PROBLEM STATEMENT: Give the data again in its entirety, exactly as provided.

RECORDS FOR THIS TASK:
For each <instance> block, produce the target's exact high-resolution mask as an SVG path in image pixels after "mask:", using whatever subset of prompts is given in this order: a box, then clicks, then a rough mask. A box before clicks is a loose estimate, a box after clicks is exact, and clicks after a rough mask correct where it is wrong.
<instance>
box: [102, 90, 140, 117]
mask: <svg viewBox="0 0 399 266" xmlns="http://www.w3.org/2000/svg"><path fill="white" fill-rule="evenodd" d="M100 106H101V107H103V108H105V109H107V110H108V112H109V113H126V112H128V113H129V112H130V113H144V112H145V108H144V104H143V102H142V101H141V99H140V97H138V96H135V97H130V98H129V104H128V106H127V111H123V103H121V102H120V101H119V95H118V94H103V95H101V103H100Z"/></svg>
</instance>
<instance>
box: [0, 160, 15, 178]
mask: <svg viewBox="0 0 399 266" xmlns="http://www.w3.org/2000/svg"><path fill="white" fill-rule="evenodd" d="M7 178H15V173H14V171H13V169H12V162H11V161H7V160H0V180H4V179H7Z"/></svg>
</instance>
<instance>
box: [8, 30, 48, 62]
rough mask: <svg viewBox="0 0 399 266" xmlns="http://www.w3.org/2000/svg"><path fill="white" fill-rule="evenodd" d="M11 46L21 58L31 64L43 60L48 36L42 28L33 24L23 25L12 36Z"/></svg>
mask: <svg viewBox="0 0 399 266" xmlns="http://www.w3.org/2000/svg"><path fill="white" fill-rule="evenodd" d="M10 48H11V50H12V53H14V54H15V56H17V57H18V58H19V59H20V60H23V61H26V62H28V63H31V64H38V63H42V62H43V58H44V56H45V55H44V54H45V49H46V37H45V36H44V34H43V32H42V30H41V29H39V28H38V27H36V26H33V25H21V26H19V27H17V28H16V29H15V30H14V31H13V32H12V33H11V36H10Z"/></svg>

TASK OUTPUT:
For each <instance> block, produce the target's exact high-resolution mask as an SVG path in image pixels after "mask:", using whatever subset of prompts is given in this order: a box, then clicks, then a rough mask. A box before clicks is a loose estimate, a box after clicks is exact, and clicks after a rough mask correct where it is wrong.
<instance>
box: [102, 90, 140, 117]
mask: <svg viewBox="0 0 399 266" xmlns="http://www.w3.org/2000/svg"><path fill="white" fill-rule="evenodd" d="M100 106H101V107H103V108H105V109H107V110H108V112H109V113H126V112H128V113H129V112H130V113H144V112H145V108H144V104H143V102H142V101H141V99H140V97H138V96H135V97H130V98H129V104H128V106H127V111H123V103H121V102H120V101H119V95H118V94H103V95H101V103H100Z"/></svg>
</instance>
<instance>
box: [0, 160, 15, 178]
mask: <svg viewBox="0 0 399 266" xmlns="http://www.w3.org/2000/svg"><path fill="white" fill-rule="evenodd" d="M7 178H15V173H14V171H13V169H12V162H11V161H7V160H0V180H4V179H7Z"/></svg>
</instance>
<instance>
box: [8, 30, 48, 62]
rough mask: <svg viewBox="0 0 399 266" xmlns="http://www.w3.org/2000/svg"><path fill="white" fill-rule="evenodd" d="M11 46L21 58L31 64L43 60L48 36L42 28L33 24L23 25L12 36Z"/></svg>
mask: <svg viewBox="0 0 399 266" xmlns="http://www.w3.org/2000/svg"><path fill="white" fill-rule="evenodd" d="M10 48H11V50H12V53H14V54H15V56H17V57H18V58H19V59H20V60H23V61H26V62H28V63H31V64H38V63H42V62H43V58H44V56H45V55H44V54H45V49H46V37H45V36H44V34H43V32H42V30H41V29H39V28H38V27H36V26H33V25H21V26H19V27H17V28H16V29H15V30H14V31H13V32H12V33H11V36H10Z"/></svg>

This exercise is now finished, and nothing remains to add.